Consigne de la tâche: Reproduisez à l'identique l'extrait du texte sur les origines cognitives de la religion qui va de « Dans un groupe » jusqu'à « le succès reproducteur. » inclus.

Une des caractéristiques de notre psychologie intuitive des esprits est que les humains s'intéressent aux affaires d'autres humains. Cela pourrait résulter en une tendance des concepts d'agents surnaturels à se raccorder aux sentiments moraux intuitifs humains (lignes directrices évolutives du comportement). La présence de cadavres créerait quant à elle un état cognitif inconfortable dans lequel les rêves et les autres modules mentaux (identification de personne et prédiction comportementale) continueraient à fonctionner en étant découplés de la réalité, produisant des intuitions incompatibles que le mort est, d'une manière ou d'une autre, toujours présent. Quand ce phénomène serait couplé avec la prédisposition humaine à voir les malheurs comme des évènements sociaux (autrement dit comme la responsabilité de quelqu'un plutôt que comme le résultat de procédés mécaniques), cela pourrait activer le module intuitif de « volonté de procéder à des échanges » de la théorie de l'esprit humaine, résultant en la tendance des humains à essayer d'interagir et de marchander avec leurs agents surnaturels (rituels)[15].
Dans un groupe suffisamment large, certains individus paraitront plus doués que d'autres et deviendront des spécialistes. Comme les sociétés grandissent et en rencontrent d'autres, s'ensuit une compétition et un effet de « survie du plus fort » qui pourrait pousser les pratiquants à modifier leurs concepts de façon à en fournir une version plus abstraite et donc plus largement acceptée. Finalement, les pratiquants « spécialistes » forment un groupe soudé ou une corporation, associée à ses buts politiques (religion)[15].
L'hypothèse du gène de Dieu propose qu'un gène spécifique (VMAT2) prédisposerait les humains aux expériences spirituelles ou mystiques. Dean Hamer, un partisan de cette hypothèse, voit cette prédisposition comme augmentant l'optimisme, ce qui a des effets positifs sur d'autres facteurs tels que la santé et le succès reproducteur.

Enregistrements du jeu de données
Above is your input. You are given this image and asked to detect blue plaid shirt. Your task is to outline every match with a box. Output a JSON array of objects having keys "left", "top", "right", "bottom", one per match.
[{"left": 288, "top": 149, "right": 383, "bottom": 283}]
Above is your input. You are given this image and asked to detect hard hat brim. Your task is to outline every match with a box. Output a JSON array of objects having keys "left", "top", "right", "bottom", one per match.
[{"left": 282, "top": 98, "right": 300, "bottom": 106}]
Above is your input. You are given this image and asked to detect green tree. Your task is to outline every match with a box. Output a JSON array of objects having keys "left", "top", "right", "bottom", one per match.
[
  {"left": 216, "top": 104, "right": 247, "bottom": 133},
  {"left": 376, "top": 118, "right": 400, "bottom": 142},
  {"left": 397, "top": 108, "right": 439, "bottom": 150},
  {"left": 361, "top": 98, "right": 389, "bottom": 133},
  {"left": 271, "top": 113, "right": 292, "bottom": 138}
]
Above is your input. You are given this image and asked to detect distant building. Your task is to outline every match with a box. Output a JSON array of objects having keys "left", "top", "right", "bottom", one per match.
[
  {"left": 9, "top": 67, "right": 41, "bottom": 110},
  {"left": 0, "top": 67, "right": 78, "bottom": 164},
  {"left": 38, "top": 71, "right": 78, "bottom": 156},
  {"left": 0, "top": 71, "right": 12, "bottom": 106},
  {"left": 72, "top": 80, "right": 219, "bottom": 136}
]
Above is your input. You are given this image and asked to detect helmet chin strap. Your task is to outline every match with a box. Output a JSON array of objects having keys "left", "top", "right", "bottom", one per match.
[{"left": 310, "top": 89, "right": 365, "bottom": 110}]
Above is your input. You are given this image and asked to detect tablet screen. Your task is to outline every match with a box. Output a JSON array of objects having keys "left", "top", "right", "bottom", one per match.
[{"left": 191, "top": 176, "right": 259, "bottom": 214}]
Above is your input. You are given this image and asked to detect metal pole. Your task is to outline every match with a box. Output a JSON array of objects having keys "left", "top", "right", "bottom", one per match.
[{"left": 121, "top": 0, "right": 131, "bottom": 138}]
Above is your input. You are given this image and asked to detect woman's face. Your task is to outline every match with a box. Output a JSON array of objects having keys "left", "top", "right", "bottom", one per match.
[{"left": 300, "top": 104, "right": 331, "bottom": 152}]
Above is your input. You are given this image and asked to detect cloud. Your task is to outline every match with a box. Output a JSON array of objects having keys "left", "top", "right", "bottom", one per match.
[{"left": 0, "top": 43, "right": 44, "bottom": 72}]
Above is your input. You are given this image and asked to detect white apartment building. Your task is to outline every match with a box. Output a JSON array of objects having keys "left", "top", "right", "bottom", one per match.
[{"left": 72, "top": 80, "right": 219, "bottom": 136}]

Réponse:
Dans un groupe suffisamment large, certains individus paraitront plus doués que d'autres et deviendront des spécialistes. Comme les sociétés grandissent et en rencontrent d'autres, s'ensuit une compétition et un effet de « survie du plus fort » qui pourrait pousser les pratiquants à modifier leurs concepts de façon à en fournir une version plus abstraite et donc plus largement acceptée. Finalement, les pratiquants « spécialistes » forment un groupe soudé ou une corporation, associée à ses buts politiques (religion)[15].
L'hypothèse du gène de Dieu propose qu'un gène spécifique (VMAT2) prédisposerait les humains aux expériences spirituelles ou mystiques. Dean Hamer, un partisan de cette hypothèse, voit cette prédisposition comme augmentant l'optimisme, ce qui a des effets positifs sur d'autres facteurs tels que la santé et le succès reproducteur.